Cerita Mahasiswa UIN Suka Berhasil Gugat Presidential Threshold di MK

- Mahasiswa UIN Sunan Kalijaga gugat syarat ambang batas pencalonan presiden sebagai representasi diri, bukan kampus.
- Gugatan bebas dari intervensi politik, murni perjuangan akademis dan advokasi konstitusional.
- Putusan MK Nomor 90/PUU-XXI/2023 membuka jalan bagi mahasiswa menggugat presidential threshold.
Sleman, IDN Times - Empat mahasiswa Fakultas Syariah dan Hukum UIN Sunan Kalijaga menegaskan langkah mereka menggungat syarat ambang batas pencalonan presiden atau presidential threshold, adalah murni representasi masing-masing pemohon.
Mahasiswa memastikan gugatan ini tak mewakili UIN Suka sebagai kampus tempat mereka kuliah.
1. Tidak ditunggangi, murni perjuangan akademis dan konstitusional

Salah seorang mahasiswa pemohon, Enika Maya Oktavia, memastikan permohonan uji materi Pasal 222 UU Nomor 7/2017 tentang Pemilihan Umum (UU Pemilu) yang diajukannya bersama ketiga rekannya, yakni Rizki Maulana Syafei, Faisal Nasirul Haq, dan Tsalis Khoriul Fatna, bebas dari intervensi politik.
"Permohonan kami tidak mendapat intervensi dari organisasi, institusi, maupun partai politik manapun," kata Enika di Kampus UIN Suka, Sleman, Jumat (3/1/2025).
"Apa yang kami lakukan sekarang, permohonan yang kami lakukan sekarang merupakan murni perjuangan akademis dan juga perjuangan advokasi konstitusional," sambungnya.
2. Tak punya kedudukan hukum ajukan pengujian konstitusionalitas

Enika menambahkan, gugatan ini lahir beberapa waktu setelah ia dan ketiga rekannya yang tergabung dalam Komunitas Pemerhati Konstitusi di kampus UIN berpartisipasi dalam Debat Penegakan Hukum Pemilu yang digelar Bawaslu tahun 2023.

▸ **DATA TERCATAT**:
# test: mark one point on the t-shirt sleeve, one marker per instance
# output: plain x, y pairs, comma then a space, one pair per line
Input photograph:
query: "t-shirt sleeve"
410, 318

▸ **DAFTAR TUGAS**:
(1) Siapa saja nama keempat mahasiswa pemohon dalam artikel tentang gugatan presidential threshold di atas?
(2) Tuliskan kembali bagian artikel tentang gugatan presidential threshold di atas, dimulai dari kata-kata yang memuat "1. Tidak ditunggangi, murni" dan berhenti setelah "dari intervensi politik.".

▸ **TUGAS TERSELESAIKAN**:
(1) Enika Maya Oktavia, Rizki Maulana Syafei, Faisal Nasirul Haq, dan Tsalis Khoriul Fatna.

(2)
1. Tidak ditunggangi, murni perjuangan akademis dan konstitusional

Salah seorang mahasiswa pemohon, Enika Maya Oktavia, memastikan permohonan uji materi Pasal 222 UU Nomor 7/2017 tentang Pemilihan Umum (UU Pemilu) yang diajukannya bersama ketiga rekannya, yakni Rizki Maulana Syafei, Faisal Nasirul Haq, dan Tsalis Khoriul Fatna, bebas dari intervensi politik.